Task brief
Write each line word for word, from the line that contains "the sofa armrest." through the last line of the material below.

Data for processing
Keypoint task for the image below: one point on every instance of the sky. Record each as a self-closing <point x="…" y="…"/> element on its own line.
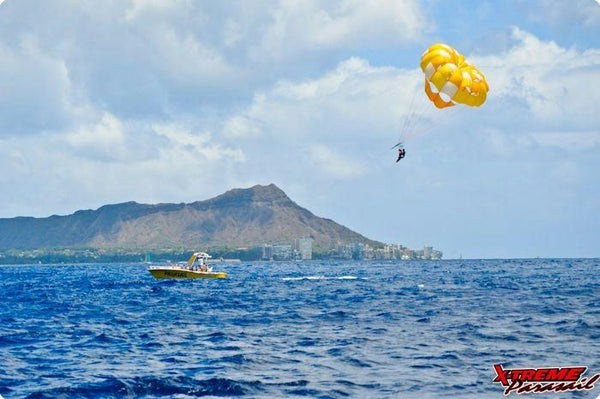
<point x="178" y="101"/>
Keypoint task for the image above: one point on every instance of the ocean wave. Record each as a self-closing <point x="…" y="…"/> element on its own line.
<point x="323" y="278"/>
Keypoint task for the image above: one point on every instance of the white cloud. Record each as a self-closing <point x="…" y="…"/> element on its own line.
<point x="298" y="26"/>
<point x="336" y="165"/>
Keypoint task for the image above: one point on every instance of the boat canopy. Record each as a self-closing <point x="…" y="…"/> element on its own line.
<point x="198" y="255"/>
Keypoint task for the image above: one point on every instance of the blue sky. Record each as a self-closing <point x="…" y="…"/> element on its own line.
<point x="162" y="101"/>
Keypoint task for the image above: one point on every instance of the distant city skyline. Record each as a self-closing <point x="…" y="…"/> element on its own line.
<point x="162" y="102"/>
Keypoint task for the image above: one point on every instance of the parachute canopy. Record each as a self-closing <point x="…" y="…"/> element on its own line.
<point x="450" y="79"/>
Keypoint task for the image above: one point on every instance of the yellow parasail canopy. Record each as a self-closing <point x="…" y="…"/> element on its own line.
<point x="450" y="79"/>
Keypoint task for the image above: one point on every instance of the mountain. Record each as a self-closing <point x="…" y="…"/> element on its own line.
<point x="239" y="217"/>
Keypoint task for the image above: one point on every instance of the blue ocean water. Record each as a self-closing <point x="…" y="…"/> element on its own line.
<point x="403" y="329"/>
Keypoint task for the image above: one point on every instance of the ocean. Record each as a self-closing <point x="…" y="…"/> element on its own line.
<point x="318" y="329"/>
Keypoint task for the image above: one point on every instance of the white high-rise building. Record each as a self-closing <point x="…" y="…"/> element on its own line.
<point x="305" y="248"/>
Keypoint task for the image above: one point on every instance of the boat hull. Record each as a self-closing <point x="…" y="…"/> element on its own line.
<point x="168" y="272"/>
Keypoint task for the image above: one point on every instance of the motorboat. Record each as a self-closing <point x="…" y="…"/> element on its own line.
<point x="196" y="267"/>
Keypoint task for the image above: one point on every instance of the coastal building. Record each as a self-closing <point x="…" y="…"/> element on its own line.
<point x="304" y="246"/>
<point x="267" y="252"/>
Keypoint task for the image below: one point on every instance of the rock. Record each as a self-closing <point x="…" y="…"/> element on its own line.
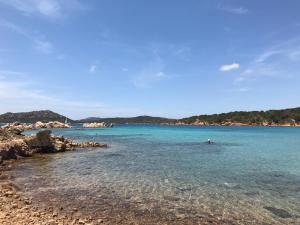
<point x="13" y="145"/>
<point x="279" y="212"/>
<point x="51" y="124"/>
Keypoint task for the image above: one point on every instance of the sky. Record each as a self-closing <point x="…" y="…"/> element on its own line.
<point x="168" y="58"/>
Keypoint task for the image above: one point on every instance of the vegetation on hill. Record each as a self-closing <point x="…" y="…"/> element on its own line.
<point x="271" y="117"/>
<point x="252" y="117"/>
<point x="32" y="117"/>
<point x="132" y="120"/>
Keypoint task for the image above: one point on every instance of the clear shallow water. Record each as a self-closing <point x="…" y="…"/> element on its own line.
<point x="249" y="174"/>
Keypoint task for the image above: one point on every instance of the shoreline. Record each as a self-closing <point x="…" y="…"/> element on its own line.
<point x="57" y="205"/>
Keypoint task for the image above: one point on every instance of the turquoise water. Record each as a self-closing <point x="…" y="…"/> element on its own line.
<point x="250" y="174"/>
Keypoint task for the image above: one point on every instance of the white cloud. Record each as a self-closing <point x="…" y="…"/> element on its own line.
<point x="46" y="8"/>
<point x="93" y="68"/>
<point x="20" y="95"/>
<point x="146" y="80"/>
<point x="280" y="60"/>
<point x="229" y="67"/>
<point x="241" y="89"/>
<point x="41" y="45"/>
<point x="234" y="10"/>
<point x="151" y="74"/>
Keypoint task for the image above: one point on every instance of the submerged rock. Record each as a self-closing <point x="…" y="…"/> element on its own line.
<point x="278" y="212"/>
<point x="14" y="145"/>
<point x="38" y="125"/>
<point x="97" y="125"/>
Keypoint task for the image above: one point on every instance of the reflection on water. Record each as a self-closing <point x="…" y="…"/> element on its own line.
<point x="251" y="175"/>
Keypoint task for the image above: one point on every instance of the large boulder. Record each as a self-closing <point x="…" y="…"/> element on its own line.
<point x="97" y="125"/>
<point x="50" y="124"/>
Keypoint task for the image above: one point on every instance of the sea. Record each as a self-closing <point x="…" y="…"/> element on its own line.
<point x="160" y="174"/>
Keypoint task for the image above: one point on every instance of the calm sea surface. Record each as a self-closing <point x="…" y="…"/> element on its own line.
<point x="249" y="174"/>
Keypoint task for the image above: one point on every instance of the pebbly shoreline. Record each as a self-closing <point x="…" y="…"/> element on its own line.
<point x="15" y="208"/>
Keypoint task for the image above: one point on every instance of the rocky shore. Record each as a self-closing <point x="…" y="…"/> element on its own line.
<point x="14" y="145"/>
<point x="97" y="125"/>
<point x="16" y="209"/>
<point x="37" y="125"/>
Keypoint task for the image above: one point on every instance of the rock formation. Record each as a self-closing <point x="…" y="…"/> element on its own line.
<point x="14" y="145"/>
<point x="37" y="125"/>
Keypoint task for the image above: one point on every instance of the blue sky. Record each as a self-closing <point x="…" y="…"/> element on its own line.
<point x="163" y="58"/>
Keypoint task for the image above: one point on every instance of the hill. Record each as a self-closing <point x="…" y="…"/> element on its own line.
<point x="32" y="117"/>
<point x="122" y="120"/>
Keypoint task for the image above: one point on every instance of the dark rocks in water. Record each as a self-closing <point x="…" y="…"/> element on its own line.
<point x="171" y="198"/>
<point x="279" y="212"/>
<point x="113" y="155"/>
<point x="13" y="145"/>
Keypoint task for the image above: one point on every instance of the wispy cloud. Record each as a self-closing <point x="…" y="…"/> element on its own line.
<point x="93" y="68"/>
<point x="280" y="60"/>
<point x="40" y="44"/>
<point x="19" y="95"/>
<point x="233" y="10"/>
<point x="229" y="67"/>
<point x="46" y="8"/>
<point x="240" y="89"/>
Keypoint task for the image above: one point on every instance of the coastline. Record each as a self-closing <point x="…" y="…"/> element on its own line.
<point x="66" y="206"/>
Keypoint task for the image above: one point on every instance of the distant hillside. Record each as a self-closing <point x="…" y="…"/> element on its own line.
<point x="270" y="117"/>
<point x="252" y="117"/>
<point x="31" y="117"/>
<point x="122" y="120"/>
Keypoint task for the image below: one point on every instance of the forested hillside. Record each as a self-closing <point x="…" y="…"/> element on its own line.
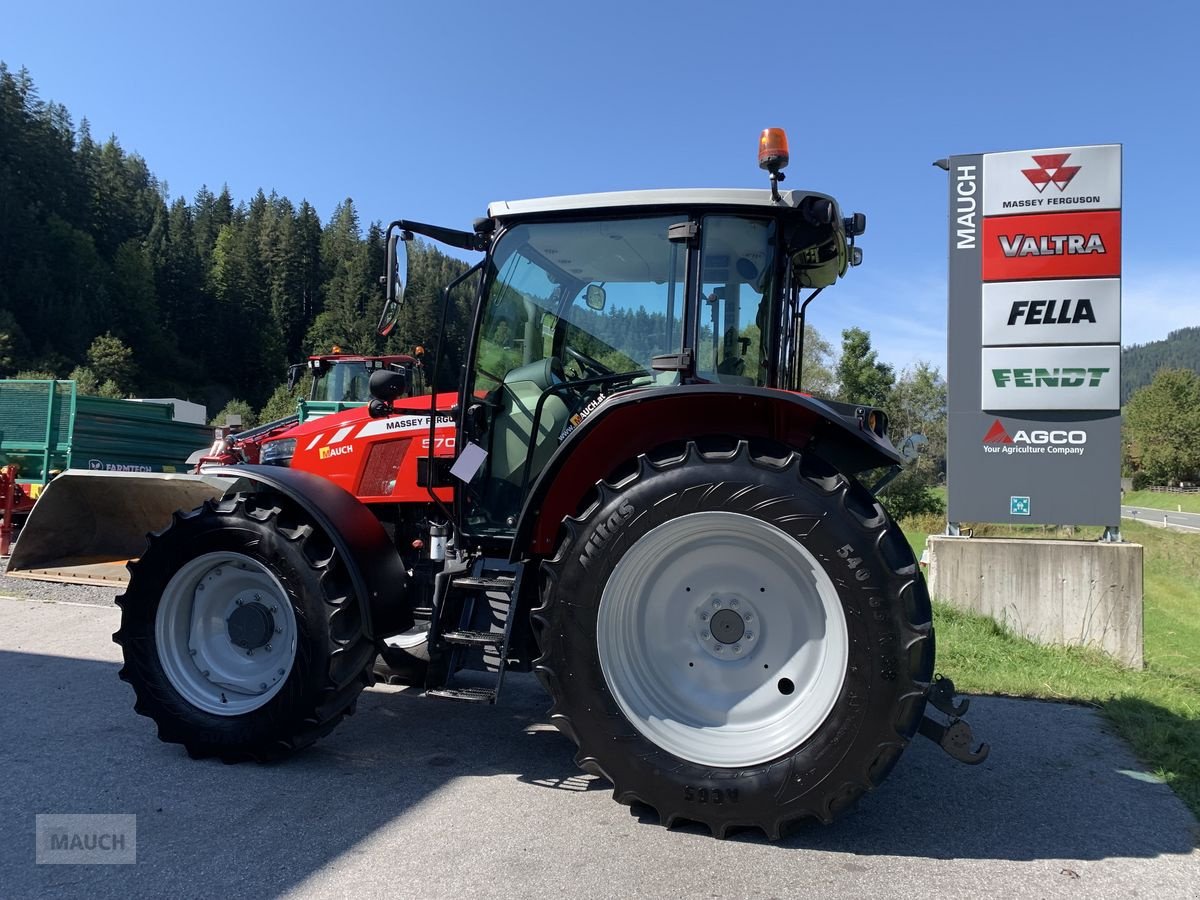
<point x="1140" y="363"/>
<point x="215" y="295"/>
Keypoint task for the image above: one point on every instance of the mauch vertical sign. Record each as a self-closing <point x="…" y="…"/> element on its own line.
<point x="1033" y="360"/>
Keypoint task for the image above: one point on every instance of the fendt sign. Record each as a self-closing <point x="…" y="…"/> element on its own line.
<point x="1035" y="336"/>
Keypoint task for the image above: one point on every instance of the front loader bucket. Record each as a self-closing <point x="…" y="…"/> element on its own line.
<point x="88" y="525"/>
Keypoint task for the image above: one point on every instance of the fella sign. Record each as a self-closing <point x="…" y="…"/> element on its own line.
<point x="1033" y="361"/>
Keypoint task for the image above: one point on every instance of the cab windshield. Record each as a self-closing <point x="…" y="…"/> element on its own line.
<point x="592" y="298"/>
<point x="575" y="312"/>
<point x="343" y="383"/>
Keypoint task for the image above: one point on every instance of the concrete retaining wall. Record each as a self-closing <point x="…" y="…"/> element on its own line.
<point x="1079" y="593"/>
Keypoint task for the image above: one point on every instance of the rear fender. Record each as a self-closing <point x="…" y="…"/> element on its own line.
<point x="634" y="423"/>
<point x="376" y="569"/>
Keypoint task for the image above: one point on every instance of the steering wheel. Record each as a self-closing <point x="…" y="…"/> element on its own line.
<point x="592" y="366"/>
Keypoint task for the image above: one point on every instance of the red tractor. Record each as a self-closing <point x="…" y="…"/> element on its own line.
<point x="340" y="381"/>
<point x="629" y="495"/>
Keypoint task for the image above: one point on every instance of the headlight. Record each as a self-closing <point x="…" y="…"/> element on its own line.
<point x="279" y="453"/>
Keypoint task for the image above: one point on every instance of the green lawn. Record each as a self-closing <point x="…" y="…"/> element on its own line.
<point x="1162" y="499"/>
<point x="1157" y="709"/>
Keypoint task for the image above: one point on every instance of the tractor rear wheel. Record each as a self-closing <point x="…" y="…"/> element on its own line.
<point x="240" y="631"/>
<point x="737" y="639"/>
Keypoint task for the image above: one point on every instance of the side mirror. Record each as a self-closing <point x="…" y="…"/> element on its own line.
<point x="595" y="297"/>
<point x="294" y="375"/>
<point x="394" y="279"/>
<point x="911" y="447"/>
<point x="387" y="384"/>
<point x="855" y="225"/>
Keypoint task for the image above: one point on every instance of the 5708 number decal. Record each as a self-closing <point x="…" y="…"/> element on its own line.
<point x="715" y="796"/>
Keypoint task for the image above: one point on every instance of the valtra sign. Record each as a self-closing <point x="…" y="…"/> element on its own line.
<point x="1033" y="361"/>
<point x="1072" y="245"/>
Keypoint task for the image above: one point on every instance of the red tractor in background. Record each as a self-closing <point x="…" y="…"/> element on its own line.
<point x="629" y="495"/>
<point x="340" y="381"/>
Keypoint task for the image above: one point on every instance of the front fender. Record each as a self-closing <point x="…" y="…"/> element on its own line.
<point x="634" y="423"/>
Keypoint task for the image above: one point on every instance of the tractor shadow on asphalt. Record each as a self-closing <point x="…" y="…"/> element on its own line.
<point x="1055" y="786"/>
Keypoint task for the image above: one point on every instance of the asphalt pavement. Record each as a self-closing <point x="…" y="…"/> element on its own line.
<point x="1182" y="521"/>
<point x="415" y="797"/>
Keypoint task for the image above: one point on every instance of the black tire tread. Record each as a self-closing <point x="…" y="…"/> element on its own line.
<point x="349" y="659"/>
<point x="904" y="580"/>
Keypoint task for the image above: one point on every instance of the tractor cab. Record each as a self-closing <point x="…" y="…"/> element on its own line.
<point x="588" y="298"/>
<point x="345" y="378"/>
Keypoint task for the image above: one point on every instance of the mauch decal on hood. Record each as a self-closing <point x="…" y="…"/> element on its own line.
<point x="575" y="420"/>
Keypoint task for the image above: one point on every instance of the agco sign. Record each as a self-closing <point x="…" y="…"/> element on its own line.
<point x="1059" y="442"/>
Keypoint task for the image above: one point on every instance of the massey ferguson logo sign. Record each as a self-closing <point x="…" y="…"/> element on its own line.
<point x="1051" y="169"/>
<point x="1062" y="245"/>
<point x="1051" y="442"/>
<point x="1059" y="180"/>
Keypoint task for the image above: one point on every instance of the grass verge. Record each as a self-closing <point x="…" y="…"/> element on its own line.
<point x="1156" y="711"/>
<point x="1163" y="499"/>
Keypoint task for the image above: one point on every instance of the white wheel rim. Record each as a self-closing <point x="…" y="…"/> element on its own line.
<point x="226" y="634"/>
<point x="719" y="701"/>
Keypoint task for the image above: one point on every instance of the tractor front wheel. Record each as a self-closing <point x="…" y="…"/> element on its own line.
<point x="738" y="639"/>
<point x="241" y="635"/>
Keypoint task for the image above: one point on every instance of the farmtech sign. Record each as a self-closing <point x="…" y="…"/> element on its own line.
<point x="1035" y="336"/>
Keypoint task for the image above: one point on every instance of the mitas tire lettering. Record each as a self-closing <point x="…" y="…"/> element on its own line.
<point x="883" y="600"/>
<point x="717" y="796"/>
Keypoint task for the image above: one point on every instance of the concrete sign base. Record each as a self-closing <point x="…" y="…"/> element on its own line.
<point x="1075" y="593"/>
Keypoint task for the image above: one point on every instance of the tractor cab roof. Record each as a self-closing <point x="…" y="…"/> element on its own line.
<point x="684" y="197"/>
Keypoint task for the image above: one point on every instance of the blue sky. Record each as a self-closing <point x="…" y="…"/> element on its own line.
<point x="430" y="111"/>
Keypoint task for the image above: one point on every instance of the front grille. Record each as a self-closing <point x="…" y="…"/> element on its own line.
<point x="379" y="474"/>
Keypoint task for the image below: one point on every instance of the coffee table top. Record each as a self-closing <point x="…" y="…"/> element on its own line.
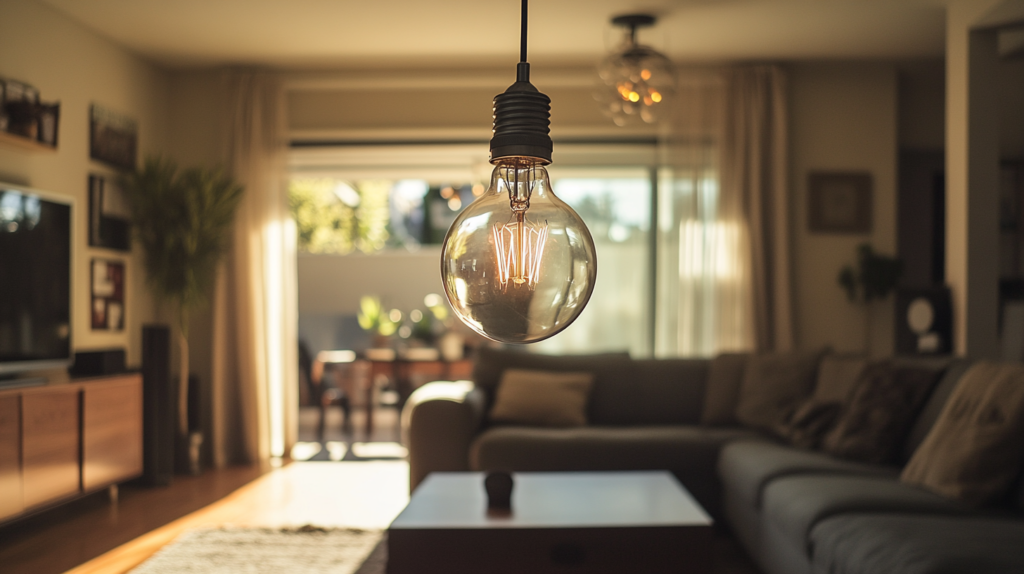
<point x="579" y="499"/>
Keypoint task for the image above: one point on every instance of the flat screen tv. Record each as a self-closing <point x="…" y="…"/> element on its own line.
<point x="35" y="280"/>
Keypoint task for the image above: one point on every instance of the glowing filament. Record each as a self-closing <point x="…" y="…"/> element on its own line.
<point x="518" y="250"/>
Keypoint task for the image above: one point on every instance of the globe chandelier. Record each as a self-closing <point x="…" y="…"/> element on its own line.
<point x="637" y="82"/>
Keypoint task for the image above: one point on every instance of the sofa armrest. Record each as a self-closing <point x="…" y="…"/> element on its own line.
<point x="438" y="423"/>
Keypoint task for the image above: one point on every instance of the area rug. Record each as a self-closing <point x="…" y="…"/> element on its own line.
<point x="304" y="549"/>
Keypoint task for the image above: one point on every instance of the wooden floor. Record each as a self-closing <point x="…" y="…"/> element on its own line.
<point x="104" y="538"/>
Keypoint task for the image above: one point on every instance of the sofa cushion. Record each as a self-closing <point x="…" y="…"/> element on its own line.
<point x="794" y="504"/>
<point x="933" y="406"/>
<point x="837" y="376"/>
<point x="543" y="397"/>
<point x="868" y="543"/>
<point x="747" y="467"/>
<point x="609" y="369"/>
<point x="875" y="420"/>
<point x="652" y="392"/>
<point x="722" y="394"/>
<point x="810" y="422"/>
<point x="974" y="452"/>
<point x="773" y="385"/>
<point x="689" y="452"/>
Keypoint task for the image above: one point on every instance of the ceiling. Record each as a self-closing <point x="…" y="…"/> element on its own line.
<point x="309" y="34"/>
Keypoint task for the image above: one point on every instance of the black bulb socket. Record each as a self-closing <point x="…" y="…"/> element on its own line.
<point x="522" y="121"/>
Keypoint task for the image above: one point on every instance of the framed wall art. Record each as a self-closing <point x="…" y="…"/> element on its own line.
<point x="839" y="202"/>
<point x="113" y="138"/>
<point x="108" y="295"/>
<point x="110" y="224"/>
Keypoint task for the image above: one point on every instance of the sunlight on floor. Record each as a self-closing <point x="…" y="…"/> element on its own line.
<point x="365" y="494"/>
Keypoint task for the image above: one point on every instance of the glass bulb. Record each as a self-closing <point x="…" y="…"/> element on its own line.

Answer for this exercise
Keypoint task for the image above: one point on every instance of the sofa armrest. Record each as a self-closing <point x="…" y="…"/> element on its own line.
<point x="438" y="423"/>
Keypoint task for the image above: one point on every instance of the area rug. Record each as a self-closing <point x="…" y="…"/> element on its own line.
<point x="304" y="549"/>
Keypoint task for the image above: one point on every instance of the wooden floor. Record each as a self-closing <point x="…" y="…"/> element on its own line.
<point x="104" y="538"/>
Keypoint task for the image above: one point on every instance of the sofa cushion. Record each as a self-closing <point x="…" y="…"/> element on its own line.
<point x="794" y="504"/>
<point x="933" y="406"/>
<point x="837" y="376"/>
<point x="543" y="397"/>
<point x="868" y="543"/>
<point x="747" y="467"/>
<point x="609" y="369"/>
<point x="875" y="420"/>
<point x="652" y="392"/>
<point x="722" y="394"/>
<point x="810" y="422"/>
<point x="974" y="452"/>
<point x="773" y="385"/>
<point x="689" y="452"/>
Keypoint task for the image above: one point on every instance of the ceiling. Record each as a self-closing <point x="…" y="…"/> element on its own line.
<point x="309" y="34"/>
Keypoint task for the image above: one point on every instance of the black bulb socket. Record each as a self-closing <point x="…" y="…"/> element on its own line.
<point x="522" y="121"/>
Keypoint task for the image above: one point on every instance of the framed wall art. Record each as a self-closing <point x="…" y="…"/> element on its own line.
<point x="839" y="202"/>
<point x="113" y="138"/>
<point x="108" y="295"/>
<point x="110" y="224"/>
Keypoint task for the image above: one point on every instance of the sunlight on floor. Record each as a self-closing <point x="…" y="…"/> element on its own line.
<point x="365" y="494"/>
Keypoint task for the image above: one point on every instance of the glass bulb. Record each as a self-closing <point x="…" y="…"/> element on its own line.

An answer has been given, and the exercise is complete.